**WHAT IS BEING ASKED**
How many lines in the listing below contain the word "wooden", counting only matches with the same capitalization? Reply with the number alone.

[Data listing]
===============

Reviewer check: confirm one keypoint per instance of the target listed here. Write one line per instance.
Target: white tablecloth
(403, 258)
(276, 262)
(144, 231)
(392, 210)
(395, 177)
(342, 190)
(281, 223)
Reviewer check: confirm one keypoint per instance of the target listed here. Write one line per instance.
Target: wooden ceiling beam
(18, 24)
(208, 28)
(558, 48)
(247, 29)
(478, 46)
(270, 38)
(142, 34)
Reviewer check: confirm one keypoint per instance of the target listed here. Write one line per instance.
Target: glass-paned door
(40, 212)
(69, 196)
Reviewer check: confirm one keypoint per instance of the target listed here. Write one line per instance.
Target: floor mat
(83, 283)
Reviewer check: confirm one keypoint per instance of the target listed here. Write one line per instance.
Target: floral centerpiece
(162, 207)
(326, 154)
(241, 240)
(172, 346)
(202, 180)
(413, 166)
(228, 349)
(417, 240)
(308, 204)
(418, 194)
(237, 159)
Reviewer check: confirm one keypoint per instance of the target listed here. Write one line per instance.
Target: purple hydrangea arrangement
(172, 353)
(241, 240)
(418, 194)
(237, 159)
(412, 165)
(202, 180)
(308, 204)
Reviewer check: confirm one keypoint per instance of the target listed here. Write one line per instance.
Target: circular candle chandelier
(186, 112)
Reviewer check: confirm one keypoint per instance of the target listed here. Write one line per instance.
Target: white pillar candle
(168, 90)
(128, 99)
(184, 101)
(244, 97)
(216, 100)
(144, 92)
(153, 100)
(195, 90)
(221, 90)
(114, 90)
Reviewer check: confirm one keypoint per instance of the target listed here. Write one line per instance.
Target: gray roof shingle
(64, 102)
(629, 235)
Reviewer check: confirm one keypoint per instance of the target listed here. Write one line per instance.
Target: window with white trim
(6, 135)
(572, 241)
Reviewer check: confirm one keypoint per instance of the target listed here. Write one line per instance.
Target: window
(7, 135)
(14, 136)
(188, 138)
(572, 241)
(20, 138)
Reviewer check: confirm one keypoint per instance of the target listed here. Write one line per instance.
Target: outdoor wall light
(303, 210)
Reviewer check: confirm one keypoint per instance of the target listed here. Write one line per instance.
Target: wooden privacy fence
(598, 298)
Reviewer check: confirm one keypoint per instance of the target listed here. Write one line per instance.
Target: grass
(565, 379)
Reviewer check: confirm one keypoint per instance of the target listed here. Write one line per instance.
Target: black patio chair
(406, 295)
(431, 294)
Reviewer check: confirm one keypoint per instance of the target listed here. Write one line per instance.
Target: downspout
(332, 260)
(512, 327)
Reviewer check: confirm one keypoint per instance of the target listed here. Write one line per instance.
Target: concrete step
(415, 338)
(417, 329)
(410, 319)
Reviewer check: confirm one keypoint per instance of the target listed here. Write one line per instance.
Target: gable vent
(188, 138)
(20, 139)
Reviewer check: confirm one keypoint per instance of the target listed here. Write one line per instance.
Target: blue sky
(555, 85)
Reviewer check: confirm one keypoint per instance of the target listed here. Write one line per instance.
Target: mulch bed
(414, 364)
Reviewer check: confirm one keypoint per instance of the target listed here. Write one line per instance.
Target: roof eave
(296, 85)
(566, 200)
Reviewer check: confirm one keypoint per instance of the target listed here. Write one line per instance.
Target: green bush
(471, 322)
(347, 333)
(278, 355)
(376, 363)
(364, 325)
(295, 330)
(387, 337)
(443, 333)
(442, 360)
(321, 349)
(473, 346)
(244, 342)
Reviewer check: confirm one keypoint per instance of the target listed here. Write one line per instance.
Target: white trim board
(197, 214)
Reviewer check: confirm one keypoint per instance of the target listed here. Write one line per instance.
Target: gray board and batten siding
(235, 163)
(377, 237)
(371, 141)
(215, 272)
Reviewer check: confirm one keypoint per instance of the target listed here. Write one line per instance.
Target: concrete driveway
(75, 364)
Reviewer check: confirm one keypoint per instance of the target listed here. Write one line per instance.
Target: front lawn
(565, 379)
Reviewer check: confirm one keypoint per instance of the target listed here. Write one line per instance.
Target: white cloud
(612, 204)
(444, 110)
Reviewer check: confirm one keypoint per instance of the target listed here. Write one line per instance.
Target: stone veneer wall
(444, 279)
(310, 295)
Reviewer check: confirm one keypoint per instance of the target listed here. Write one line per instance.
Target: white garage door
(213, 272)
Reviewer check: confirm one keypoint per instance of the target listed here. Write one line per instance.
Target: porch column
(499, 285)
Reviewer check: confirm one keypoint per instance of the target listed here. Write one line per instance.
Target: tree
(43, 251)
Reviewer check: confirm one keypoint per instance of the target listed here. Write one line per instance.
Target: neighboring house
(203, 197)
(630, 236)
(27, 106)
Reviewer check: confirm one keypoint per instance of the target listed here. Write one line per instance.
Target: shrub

===============

**PROBLEM SOLUTION**
2